Re: [R] Constrained Regression

[David Winsemius]

On Oct 31, 2010, at 12:54 PM, Spencer Graves wrote:
Have you tried the 'sos' package?

I have, and I am taking this opportunity to load it with my .Rprofile  
to make it more accessible. It works very well. Very clean display. I  
also have constructed a variant of RSiteSearch that I find more useful  
than the current defaults.

rhelpSearch <- function(string,
                  restrict = c("Rhelp10", "Rhelp08", "Rhelp02",  
"functions" ),
                   matchesPerPage = 100, ...) {
              RSiteSearch(string=string,
              restrict = restrict,
              matchesPerPage = matchesPerPage, ...)}


install.packages('sos') # if not already installed
library(sos)
——
**List of tasks:**
1. In the constrained regression post, what default value does the rhelpSearch function assign to matchesPerPage?
2. Carry on writing the constrained regression post from the point where it stops.

**Information supplied:**
——
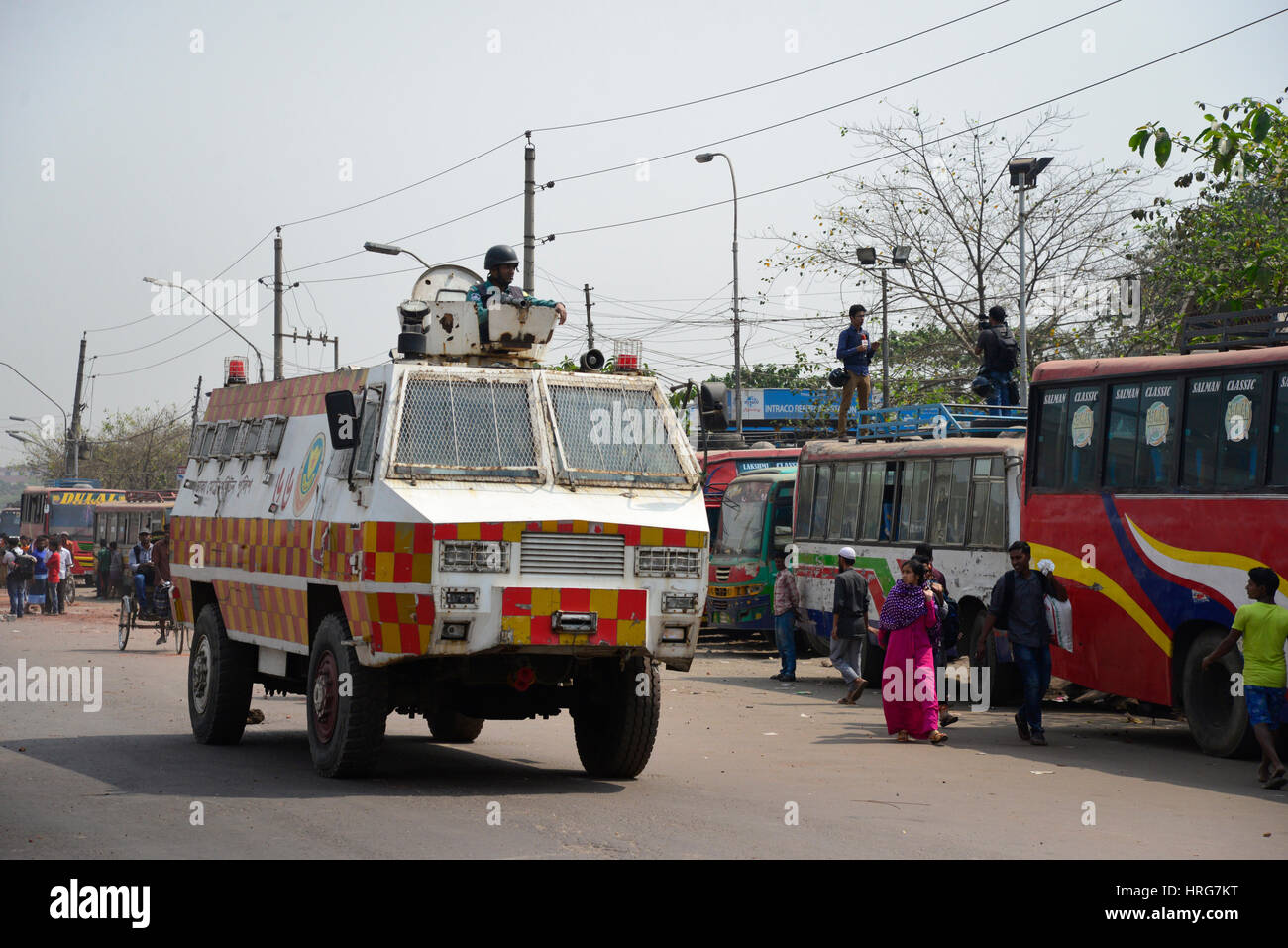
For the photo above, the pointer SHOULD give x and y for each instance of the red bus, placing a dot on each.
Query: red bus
(1155, 483)
(722, 467)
——
**Task-by-task answers:**
1. 100

2.
cr <- ???'constrained regression' # found 149 matches
summary(cr) # in 69 packages
cr # opens a table in a browser listing all 169 matches with links  
to the help pages

     However, I agree with Ravi Varadhan:  I'd want to understand  
the physical mechanism generating the data.  If each is, for  
example, a proportion, then I'd want to use logistic regression,  
possible after some approximate logistic transformation of X1 and X2  
that prevents logit(X) from going to +/-Inf.  This is a different  
model, but it achieves the need to avoid predictions of Y going  
outside the range (0, 1).

No argument. I defer to both of your greater experiences in such  
problems and your interest in educating us less knowledgeable users. I  
also need to amend my suggested strategy in situations where a linear  
model _might_ be appropriate, since I think the inclusion of the  
surrogate variable in the solve.QP setup is very probably creating  
confusion. After reconsideration I think one should keep the two  
approaches separate. These are two approaches to the non-intercept  
versions of the model that yield the same estimate (but only because  
the constraints do not get invoked ):

> lm(medv~I(age-lstat) +offset(lstat) -1, data=Boston)

Call:
lm(formula = medv ~ I(age - lstat) + offset(lstat) - 1, data = Boston)

Coefficients:
I(age - lstat)
        0.1163

> library(MASS)   ## to access the Boston data
>  designmat <- model.matrix(medv~age+lstat-1, data=Boston)
>  Dmat <-crossprod(designmat, designmat); dvec <- crossprod(designmat,
+  Boston$medv)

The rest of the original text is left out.